### EXERCISE:
Output every line of the listing below as a JSON array of strings, one string per line, omitting blank lines and the pictures.

### MATERIAL PROVIDED:
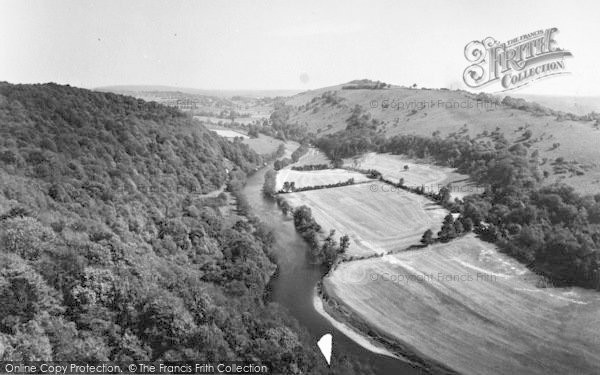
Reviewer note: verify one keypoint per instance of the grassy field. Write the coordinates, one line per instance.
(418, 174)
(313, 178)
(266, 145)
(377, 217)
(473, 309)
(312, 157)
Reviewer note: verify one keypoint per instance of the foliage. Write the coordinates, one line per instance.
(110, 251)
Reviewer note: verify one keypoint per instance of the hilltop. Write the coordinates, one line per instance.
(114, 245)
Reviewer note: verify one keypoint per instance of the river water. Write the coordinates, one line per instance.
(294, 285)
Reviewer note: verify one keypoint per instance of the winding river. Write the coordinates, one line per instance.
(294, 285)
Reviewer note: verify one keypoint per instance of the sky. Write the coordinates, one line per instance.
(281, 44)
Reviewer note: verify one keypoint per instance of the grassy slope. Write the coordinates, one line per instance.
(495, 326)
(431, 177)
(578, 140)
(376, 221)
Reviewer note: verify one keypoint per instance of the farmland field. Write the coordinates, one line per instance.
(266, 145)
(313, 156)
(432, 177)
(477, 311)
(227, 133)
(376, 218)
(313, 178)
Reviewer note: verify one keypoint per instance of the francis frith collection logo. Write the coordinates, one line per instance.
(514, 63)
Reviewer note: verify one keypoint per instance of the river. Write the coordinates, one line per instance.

### SOLUTION TO THIS PROBLEM:
[
  "Reviewer note: verify one keypoint per instance of the grassy field. Write the coordinates, one line per instance.",
  "(418, 174)",
  "(313, 178)",
  "(266, 145)",
  "(377, 217)",
  "(473, 309)",
  "(312, 157)",
  "Reviewer note: verify one keypoint per instance of the foliage. Write the coordinates, one line per instance.",
  "(110, 251)",
  "Reviewer note: verify one keypoint per instance of the hilltop. Write the coordinates, one line per instance.",
  "(114, 245)",
  "Reviewer note: verify one keypoint per instance of the river water. Write the coordinates, one line per instance.",
  "(294, 285)",
  "Reviewer note: verify one keypoint per instance of the winding river. Write the coordinates, one line per instance.",
  "(294, 285)",
  "Reviewer note: verify one keypoint per instance of the sky. Write the coordinates, one line per instance.",
  "(281, 44)",
  "Reviewer note: verify one keypoint per instance of the grassy slope. Write the coordinates, one line per instance.",
  "(495, 326)",
  "(431, 177)",
  "(578, 140)",
  "(376, 221)",
  "Reviewer note: verify one keypoint per instance of the farmland field. Write the coordinates, one line per instance.",
  "(266, 145)",
  "(313, 156)",
  "(432, 177)",
  "(477, 311)",
  "(227, 133)",
  "(376, 218)",
  "(313, 178)",
  "Reviewer note: verify one keypoint per instance of the francis frith collection logo. Write the coordinates, one line per instance.",
  "(514, 63)",
  "Reviewer note: verify one keypoint per instance of the river. Write the coordinates, one line per instance."
]